Your instructions>
Copy out every line of the data below word for word. Leave out the pictures.

Available records>

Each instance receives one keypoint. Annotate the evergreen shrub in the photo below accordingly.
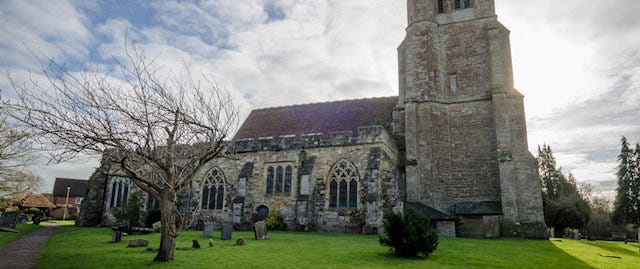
(275, 222)
(409, 234)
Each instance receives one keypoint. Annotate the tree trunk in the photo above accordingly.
(168, 231)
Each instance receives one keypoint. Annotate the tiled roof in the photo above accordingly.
(77, 187)
(323, 118)
(37, 200)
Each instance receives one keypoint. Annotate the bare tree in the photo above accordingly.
(16, 154)
(162, 128)
(15, 185)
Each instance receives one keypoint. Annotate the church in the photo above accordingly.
(452, 144)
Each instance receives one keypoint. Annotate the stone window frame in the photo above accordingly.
(344, 171)
(467, 4)
(462, 4)
(453, 82)
(279, 178)
(440, 7)
(119, 189)
(214, 178)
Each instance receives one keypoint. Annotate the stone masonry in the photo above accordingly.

Task solution>
Each instance receives one keypoint. Annotate the evergreen shrub in the photo below accordingly.
(275, 222)
(409, 234)
Each instance receives one keypoint. Annotate the tree trunk in the photo above accordingly.
(168, 231)
Each instance receives one keypoint. Annotate the tiled roof in the photo above accordingly.
(77, 187)
(323, 118)
(37, 200)
Each instance receives one keypoint. Annotate the bare tree in the photo above accordingly.
(16, 154)
(162, 128)
(15, 185)
Each instance receives one keypoint. Annotate the church in the photo above accordingly.
(452, 144)
Each instance receives one keypoint. Annotate the stone window frame in the photo above accordingly.
(344, 171)
(467, 4)
(462, 4)
(453, 82)
(279, 178)
(440, 7)
(119, 189)
(214, 178)
Each instance receives one keypoint. Annotate the stone masonry in the photo above accordingly.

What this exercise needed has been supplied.